Tarefa A
Reproduza por inteiro, sem qualquer alteração, o texto sobre o Carnaval que aparece logo abaixo.

Trecho fornecido
-=-=-=-=-

Pra não esculhambar o Carnaval


Não nego que eu tenha atravessado o Flamengo de peruca cor-de-rosa e quimono na referida data

FIQUEI sabendo que houve por aí o Carnaval. Notícias do evento me chegaram pingadas através de amigos de outras cidades, decididos a aproveitar a festa na zona sul carioca. Pelo que ouvi e pelo que vi, a maneira de o Rio de Janeiro fazer tal festa foi alterada.
O que, de fato, experimentei ao sair de uma reunião de trabalho no sábado (juro por tudo que há de mais sagrado que estava mesmo trabalhando, e adiante garantirei a veracidade do álibi ainda com mais fervor), foi um tantinho diferente do que conheço da festa.
Maravilhoso e memorável, é claro, não se pode dizer o contrário, mesmo que tenha brincado mais através dos amigos do que com meus próprios pés. Porém, vale a pena comentar o que mudou nela neste ano, na esperança de que consertem esse desatino no próximo.
Não foi culpa do choque de ordem a sensação térmica comprovada de 50 graus centígrados e a total ausência de chuva no período. O mesmo não se pode dizer da constante falta de qualquer coisa que se pudesse comprar para beber em meio à maioria dos blocos; isso aí foi de (ir)responsabilidade da (re)organização da festa mesmo.

-=-=-=-=-

Linhas da listagem
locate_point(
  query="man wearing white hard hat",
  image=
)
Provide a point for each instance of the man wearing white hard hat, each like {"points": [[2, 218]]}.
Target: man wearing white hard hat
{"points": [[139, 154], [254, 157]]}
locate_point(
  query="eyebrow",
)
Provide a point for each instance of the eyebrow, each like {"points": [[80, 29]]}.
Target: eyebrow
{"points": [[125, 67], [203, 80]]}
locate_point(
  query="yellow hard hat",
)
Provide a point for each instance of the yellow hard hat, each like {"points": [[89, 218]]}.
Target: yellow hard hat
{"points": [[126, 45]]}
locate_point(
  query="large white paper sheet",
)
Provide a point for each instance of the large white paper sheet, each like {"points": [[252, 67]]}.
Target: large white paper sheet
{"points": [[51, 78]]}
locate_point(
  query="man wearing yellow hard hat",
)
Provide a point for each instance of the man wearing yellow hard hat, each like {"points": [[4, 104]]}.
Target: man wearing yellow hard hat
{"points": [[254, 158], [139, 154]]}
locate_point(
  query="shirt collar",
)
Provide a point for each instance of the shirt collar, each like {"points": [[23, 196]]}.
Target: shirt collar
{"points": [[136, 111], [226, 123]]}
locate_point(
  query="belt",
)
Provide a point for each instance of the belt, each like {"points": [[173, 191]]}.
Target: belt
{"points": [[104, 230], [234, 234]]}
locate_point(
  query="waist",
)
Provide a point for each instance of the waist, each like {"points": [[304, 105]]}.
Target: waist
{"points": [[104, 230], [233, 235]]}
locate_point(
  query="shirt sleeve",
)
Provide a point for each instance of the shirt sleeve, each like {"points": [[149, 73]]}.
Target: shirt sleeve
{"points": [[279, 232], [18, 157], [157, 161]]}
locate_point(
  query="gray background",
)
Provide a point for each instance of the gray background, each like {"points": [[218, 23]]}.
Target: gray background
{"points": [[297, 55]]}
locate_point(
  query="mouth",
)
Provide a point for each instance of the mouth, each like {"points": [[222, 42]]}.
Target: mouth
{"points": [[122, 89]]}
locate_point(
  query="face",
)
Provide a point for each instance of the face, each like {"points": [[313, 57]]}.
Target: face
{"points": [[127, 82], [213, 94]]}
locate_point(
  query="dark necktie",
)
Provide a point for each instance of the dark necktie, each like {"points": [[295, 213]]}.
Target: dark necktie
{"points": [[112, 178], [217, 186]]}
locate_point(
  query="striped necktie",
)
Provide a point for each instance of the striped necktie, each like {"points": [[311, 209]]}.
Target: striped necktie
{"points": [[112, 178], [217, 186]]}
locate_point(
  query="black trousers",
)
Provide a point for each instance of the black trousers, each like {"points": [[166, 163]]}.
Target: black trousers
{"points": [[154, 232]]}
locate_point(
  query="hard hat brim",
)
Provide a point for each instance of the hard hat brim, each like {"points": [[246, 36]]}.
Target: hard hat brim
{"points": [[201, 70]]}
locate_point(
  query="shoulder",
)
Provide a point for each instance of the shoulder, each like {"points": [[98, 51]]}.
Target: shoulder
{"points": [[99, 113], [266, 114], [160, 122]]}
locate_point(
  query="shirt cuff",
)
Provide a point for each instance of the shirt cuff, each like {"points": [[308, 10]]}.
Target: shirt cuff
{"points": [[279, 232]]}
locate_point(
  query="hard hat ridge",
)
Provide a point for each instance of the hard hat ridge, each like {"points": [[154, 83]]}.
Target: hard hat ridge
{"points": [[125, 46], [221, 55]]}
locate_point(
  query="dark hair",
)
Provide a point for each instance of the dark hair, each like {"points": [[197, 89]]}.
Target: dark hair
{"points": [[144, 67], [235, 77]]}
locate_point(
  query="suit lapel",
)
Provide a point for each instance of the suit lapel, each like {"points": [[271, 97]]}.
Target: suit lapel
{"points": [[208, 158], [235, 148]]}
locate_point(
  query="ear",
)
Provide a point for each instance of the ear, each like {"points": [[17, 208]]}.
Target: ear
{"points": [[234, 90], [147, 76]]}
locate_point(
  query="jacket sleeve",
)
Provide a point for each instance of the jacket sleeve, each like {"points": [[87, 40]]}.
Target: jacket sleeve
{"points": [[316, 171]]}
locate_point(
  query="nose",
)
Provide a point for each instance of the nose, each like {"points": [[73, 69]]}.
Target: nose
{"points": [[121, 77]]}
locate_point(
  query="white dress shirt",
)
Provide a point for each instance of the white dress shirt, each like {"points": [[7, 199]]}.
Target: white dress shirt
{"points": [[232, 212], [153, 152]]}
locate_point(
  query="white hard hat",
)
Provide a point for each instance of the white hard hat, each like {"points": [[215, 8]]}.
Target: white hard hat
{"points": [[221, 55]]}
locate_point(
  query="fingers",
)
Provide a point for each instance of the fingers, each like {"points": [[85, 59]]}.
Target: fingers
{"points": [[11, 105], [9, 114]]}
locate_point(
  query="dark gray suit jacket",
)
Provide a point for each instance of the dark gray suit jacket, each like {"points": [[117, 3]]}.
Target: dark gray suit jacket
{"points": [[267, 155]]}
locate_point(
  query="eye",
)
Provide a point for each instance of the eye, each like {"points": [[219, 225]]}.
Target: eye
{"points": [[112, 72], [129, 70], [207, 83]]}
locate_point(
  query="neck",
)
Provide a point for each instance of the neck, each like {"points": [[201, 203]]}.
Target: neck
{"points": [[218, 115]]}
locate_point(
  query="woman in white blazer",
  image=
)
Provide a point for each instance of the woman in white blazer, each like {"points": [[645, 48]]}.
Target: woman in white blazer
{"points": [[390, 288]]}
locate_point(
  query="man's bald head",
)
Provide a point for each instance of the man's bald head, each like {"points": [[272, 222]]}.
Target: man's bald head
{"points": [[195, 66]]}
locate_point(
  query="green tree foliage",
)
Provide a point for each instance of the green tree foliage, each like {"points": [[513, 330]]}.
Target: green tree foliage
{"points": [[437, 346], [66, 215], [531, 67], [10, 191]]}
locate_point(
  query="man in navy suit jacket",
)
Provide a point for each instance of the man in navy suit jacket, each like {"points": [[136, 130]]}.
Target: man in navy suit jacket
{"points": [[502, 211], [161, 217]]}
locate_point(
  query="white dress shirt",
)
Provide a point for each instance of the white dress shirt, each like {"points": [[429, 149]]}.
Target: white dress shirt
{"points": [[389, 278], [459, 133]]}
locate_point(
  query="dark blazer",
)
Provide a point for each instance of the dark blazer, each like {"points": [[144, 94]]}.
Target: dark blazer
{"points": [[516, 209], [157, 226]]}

-=-=-=-=-

Tarefa B
Conte quantas linhas da listagem acima contêm a palavra "woman", diferenciando maiúsculas de minúsculas. Responda apenas com o número.

Resposta certa A
Pra não esculhambar o Carnaval


Não nego que eu tenha atravessado o Flamengo de peruca cor-de-rosa e quimono na referida data

FIQUEI sabendo que houve por aí o Carnaval. Notícias do evento me chegaram pingadas através de amigos de outras cidades, decididos a aproveitar a festa na zona sul carioca. Pelo que ouvi e pelo que vi, a maneira de o Rio de Janeiro fazer tal festa foi alterada.
O que, de fato, experimentei ao sair de uma reunião de trabalho no sábado (juro por tudo que há de mais sagrado que estava mesmo trabalhando, e adiante garantirei a veracidade do álibi ainda com mais fervor), foi um tantinho diferente do que conheço da festa.
Maravilhoso e memorável, é claro, não se pode dizer o contrário, mesmo que tenha brincado mais através dos amigos do que com meus próprios pés. Porém, vale a pena comentar o que mudou nela neste ano, na esperança de que consertem esse desatino no próximo.
Não foi culpa do choque de ordem a sensação térmica comprovada de 50 graus centígrados e a total ausência de chuva no período. O mesmo não se pode dizer da constante falta de qualquer coisa que se pudesse comprar para beber em meio à maioria dos blocos; isso aí foi de (ir)responsabilidade da (re)organização da festa mesmo.

Resposta certa B
3